>>>>
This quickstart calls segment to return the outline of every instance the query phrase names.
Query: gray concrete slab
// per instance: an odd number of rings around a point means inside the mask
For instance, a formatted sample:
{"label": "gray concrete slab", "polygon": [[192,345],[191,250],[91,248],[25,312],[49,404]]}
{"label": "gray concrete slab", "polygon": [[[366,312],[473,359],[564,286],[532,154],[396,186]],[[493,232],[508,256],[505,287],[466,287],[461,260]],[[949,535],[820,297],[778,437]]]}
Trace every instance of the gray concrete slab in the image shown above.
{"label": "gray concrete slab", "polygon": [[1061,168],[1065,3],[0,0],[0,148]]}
<<<<
>>>>
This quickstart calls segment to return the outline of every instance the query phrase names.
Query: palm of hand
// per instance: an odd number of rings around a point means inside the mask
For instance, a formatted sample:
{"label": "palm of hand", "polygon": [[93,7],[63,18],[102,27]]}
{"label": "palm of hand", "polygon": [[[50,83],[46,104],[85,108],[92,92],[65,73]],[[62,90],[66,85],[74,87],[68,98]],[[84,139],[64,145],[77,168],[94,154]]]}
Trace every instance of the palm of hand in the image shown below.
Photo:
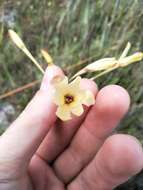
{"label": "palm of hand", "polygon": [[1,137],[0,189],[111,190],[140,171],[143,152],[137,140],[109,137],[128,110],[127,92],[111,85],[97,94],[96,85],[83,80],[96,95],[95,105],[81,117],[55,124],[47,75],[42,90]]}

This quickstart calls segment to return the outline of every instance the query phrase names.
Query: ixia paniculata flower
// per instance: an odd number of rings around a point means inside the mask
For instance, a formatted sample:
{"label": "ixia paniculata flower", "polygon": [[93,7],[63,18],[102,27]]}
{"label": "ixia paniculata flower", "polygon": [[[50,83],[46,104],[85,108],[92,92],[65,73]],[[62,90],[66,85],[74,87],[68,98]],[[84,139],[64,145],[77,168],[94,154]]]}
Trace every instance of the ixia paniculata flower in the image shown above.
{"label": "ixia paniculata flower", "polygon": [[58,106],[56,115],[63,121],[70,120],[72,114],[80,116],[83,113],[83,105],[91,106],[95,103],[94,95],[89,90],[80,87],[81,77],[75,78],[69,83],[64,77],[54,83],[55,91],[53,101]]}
<<<<
>>>>
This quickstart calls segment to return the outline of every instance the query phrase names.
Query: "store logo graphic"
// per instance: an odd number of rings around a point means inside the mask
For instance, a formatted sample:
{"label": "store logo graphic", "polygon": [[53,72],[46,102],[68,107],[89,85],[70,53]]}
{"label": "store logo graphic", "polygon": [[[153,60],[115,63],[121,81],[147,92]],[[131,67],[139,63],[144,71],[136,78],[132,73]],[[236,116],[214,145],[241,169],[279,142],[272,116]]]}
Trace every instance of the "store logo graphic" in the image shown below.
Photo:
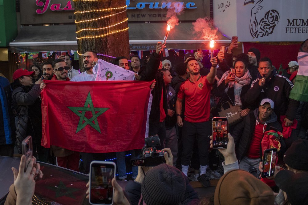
<<<<
List every line in the rows above that contains the word "logo", copying each such line in full.

**Worked solution**
Query: "store logo graphic"
{"label": "store logo graphic", "polygon": [[53,72],[46,102],[68,107],[89,85],[70,53]]}
{"label": "store logo graphic", "polygon": [[[153,60],[115,63],[121,81],[147,92]],[[131,67],[139,63],[144,71],[136,78],[132,73]],[[236,116],[214,145],[241,169],[279,142],[272,116]]]}
Trace every instance of the "store logo graphic" in the image shown below.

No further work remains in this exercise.